━━ Source text ━━

The Arizona Daily Star

Published: 10.14.2007

Casino millions don't fix tribal social woes
Despite gaming revenue, O'odham, Yaquis remain dependent on U.S. taxpayer money
By Becky Pallack and Cathalena E. Burch
ARIZONA DAILY STAR
Star Investigation: Gaming's slow payoff
Star reporters Becky Pallack and Cathy Burch take a look at where tribal casino money goes in this three-part investigation.
Go to http://www.azstarnet.com/ special/casinomoney to read the entire series.
"When you look at the needs of the nation, 14 years later have we accomplished the things we wanted to accomplish? I don't think we've really made a dent."
Tohono O'odham Chairman Ned Norris Jr.
Three levels of regulation
1. Federal
Tribes are sovereign nations, meaning they are self-governed independent of the U.S. Constitution.
Under the 1988 Indian Gaming Regulatory Act, tribes agree to some limitations on their sovereignty — considerable gaming-industry regulations by the state and federal governments — in exchange for an economic development engine.
The tribal casino watchdog is the National Indian Gaming Commission, which has a regional office in Phoenix.
2. State
Casinos are regulated by state compacts. The current one took effect in 2003, after voters approved changes in 2002. The Arizona Department of Gaming, which has a Tucson office, is the regulatory agency. It is funded by the gaming tribes, but it conducts independent investigations, audits, background checks and slot-machine inspections.

━━━
━━ Extracted information ━━

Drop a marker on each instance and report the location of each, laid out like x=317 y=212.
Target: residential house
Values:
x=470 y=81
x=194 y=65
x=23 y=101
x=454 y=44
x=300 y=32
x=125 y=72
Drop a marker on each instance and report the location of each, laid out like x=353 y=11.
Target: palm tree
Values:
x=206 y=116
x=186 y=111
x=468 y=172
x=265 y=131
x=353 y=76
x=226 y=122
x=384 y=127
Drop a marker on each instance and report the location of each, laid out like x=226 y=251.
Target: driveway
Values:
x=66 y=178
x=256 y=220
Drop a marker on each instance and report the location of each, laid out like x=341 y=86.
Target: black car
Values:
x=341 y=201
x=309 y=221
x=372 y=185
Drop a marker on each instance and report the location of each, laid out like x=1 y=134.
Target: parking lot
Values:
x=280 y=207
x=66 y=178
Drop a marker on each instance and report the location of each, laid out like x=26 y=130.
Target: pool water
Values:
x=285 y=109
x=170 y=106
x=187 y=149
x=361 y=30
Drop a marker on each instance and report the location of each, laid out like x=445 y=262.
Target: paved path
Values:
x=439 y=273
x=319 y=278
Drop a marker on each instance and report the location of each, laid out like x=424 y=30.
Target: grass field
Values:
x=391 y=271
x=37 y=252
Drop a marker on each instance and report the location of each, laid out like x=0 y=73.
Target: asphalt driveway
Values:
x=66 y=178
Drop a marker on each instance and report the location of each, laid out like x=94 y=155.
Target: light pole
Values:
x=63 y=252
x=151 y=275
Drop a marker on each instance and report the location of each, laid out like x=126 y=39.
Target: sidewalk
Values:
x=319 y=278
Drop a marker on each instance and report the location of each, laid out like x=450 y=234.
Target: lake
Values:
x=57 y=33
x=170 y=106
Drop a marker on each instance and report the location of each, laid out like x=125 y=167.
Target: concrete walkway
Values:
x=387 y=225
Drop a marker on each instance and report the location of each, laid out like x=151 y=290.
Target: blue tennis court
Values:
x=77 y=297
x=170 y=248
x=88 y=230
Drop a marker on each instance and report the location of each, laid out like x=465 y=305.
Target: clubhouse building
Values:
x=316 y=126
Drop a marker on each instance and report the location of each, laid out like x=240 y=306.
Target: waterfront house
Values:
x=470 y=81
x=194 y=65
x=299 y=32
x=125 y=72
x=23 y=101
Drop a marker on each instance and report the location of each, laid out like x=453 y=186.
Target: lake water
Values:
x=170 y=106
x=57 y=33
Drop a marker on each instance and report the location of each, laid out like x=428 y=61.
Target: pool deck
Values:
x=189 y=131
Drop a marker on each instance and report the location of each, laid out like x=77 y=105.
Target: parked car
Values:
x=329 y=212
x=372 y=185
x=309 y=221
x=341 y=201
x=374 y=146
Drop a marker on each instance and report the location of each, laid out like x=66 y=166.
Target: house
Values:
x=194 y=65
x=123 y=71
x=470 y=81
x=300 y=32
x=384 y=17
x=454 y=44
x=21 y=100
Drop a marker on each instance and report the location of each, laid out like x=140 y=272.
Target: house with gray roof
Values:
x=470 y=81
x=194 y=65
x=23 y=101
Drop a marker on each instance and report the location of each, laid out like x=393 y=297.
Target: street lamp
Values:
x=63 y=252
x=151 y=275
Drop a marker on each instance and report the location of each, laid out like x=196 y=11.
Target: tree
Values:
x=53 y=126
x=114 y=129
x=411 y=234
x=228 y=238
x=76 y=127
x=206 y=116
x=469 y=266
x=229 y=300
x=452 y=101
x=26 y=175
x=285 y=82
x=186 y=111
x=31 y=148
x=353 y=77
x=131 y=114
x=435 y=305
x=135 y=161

━━━

What to produce
Using the article on tribal casino money, say whether each statement agrees with it. Answer yes or no for each and quote the deciding words. 1. The current state compact took effect in 2002. 2. The National Indian Gaming Commission has a regional office in Phoenix. 3. The Arizona Department of Gaming is funded by the state.

Response box
1. No: "The current one took effect in 2003, after voters approved changes in 2002."
2. Yes: "which has a regional office in Phoenix."
3. No: "It is funded by the gaming tribes"